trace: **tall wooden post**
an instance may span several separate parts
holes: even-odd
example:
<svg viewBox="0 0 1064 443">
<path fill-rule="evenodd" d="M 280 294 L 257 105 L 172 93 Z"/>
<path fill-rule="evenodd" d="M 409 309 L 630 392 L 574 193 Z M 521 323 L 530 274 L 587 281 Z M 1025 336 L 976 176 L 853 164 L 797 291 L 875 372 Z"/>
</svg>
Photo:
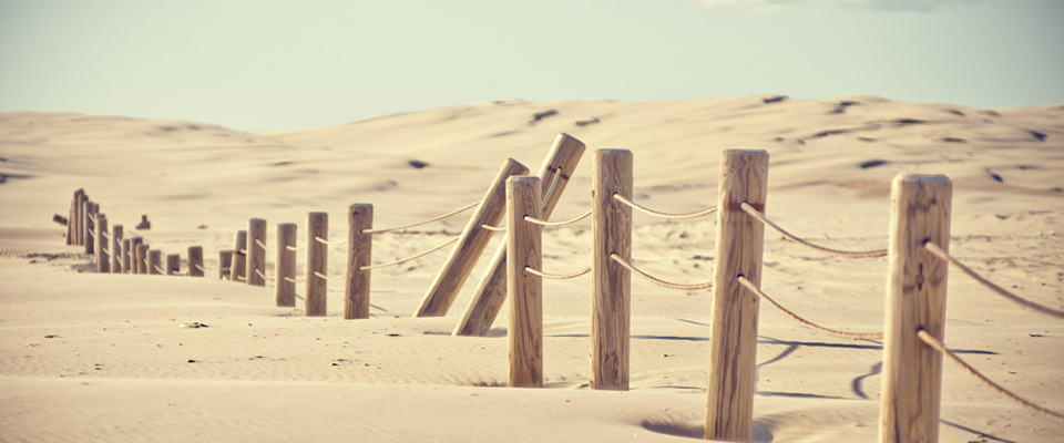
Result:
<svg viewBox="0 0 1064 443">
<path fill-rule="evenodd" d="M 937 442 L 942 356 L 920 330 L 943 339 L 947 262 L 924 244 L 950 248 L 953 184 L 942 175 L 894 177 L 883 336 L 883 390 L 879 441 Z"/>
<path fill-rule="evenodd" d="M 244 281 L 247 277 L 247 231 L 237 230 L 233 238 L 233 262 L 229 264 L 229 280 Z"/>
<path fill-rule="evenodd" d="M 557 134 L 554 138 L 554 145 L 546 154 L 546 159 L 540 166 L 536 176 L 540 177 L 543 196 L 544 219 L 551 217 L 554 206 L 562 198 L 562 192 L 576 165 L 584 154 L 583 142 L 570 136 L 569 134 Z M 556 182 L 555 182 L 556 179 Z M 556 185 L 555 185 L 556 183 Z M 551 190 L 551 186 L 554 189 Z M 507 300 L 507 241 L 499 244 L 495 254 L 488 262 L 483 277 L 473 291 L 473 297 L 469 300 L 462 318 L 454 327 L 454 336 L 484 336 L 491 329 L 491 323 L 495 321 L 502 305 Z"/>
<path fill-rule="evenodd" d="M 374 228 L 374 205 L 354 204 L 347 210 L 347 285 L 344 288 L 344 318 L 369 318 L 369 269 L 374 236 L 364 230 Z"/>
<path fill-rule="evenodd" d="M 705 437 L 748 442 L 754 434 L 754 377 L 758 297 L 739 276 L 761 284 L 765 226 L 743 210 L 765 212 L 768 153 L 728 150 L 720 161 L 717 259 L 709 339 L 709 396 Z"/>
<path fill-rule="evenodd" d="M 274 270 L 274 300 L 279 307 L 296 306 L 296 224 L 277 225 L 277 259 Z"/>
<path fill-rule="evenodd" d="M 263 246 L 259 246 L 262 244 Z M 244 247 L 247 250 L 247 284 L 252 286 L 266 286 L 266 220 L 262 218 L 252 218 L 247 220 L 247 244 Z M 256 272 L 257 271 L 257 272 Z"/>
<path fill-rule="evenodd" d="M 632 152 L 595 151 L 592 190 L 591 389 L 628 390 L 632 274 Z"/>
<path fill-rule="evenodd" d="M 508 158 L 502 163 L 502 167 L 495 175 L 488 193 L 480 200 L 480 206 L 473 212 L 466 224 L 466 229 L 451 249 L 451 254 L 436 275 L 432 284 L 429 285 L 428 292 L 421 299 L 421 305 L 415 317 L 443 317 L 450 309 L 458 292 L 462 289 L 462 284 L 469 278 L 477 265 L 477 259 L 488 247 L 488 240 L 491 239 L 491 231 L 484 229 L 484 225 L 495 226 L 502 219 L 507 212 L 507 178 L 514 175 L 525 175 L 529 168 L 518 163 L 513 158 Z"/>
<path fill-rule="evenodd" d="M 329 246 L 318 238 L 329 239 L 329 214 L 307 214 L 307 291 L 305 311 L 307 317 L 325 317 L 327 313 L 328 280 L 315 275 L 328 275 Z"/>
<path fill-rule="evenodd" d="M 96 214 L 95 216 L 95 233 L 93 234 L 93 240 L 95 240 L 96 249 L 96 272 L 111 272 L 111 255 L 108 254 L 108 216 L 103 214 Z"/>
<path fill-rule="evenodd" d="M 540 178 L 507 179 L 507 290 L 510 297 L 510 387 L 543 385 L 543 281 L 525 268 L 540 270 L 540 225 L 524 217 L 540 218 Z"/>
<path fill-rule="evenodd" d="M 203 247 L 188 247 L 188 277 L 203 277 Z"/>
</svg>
———
* **Work to complete**: Reproduce the items above verbatim, from their first line through the line holding "937 442 L 942", inclusive, and omit any pictures.

* **Solution**:
trace: **tall wooden post**
an instance may span several separate parts
holes: even-odd
example:
<svg viewBox="0 0 1064 443">
<path fill-rule="evenodd" d="M 280 294 L 257 105 L 172 93 Z"/>
<path fill-rule="evenodd" d="M 409 309 L 630 392 L 574 193 Z M 521 323 L 530 274 L 587 281 Z M 1025 336 L 976 176 L 853 164 L 797 291 L 875 372 Z"/>
</svg>
Photo:
Result:
<svg viewBox="0 0 1064 443">
<path fill-rule="evenodd" d="M 937 442 L 942 356 L 920 330 L 943 339 L 947 262 L 924 244 L 950 248 L 953 184 L 942 175 L 894 177 L 883 336 L 883 390 L 879 441 Z"/>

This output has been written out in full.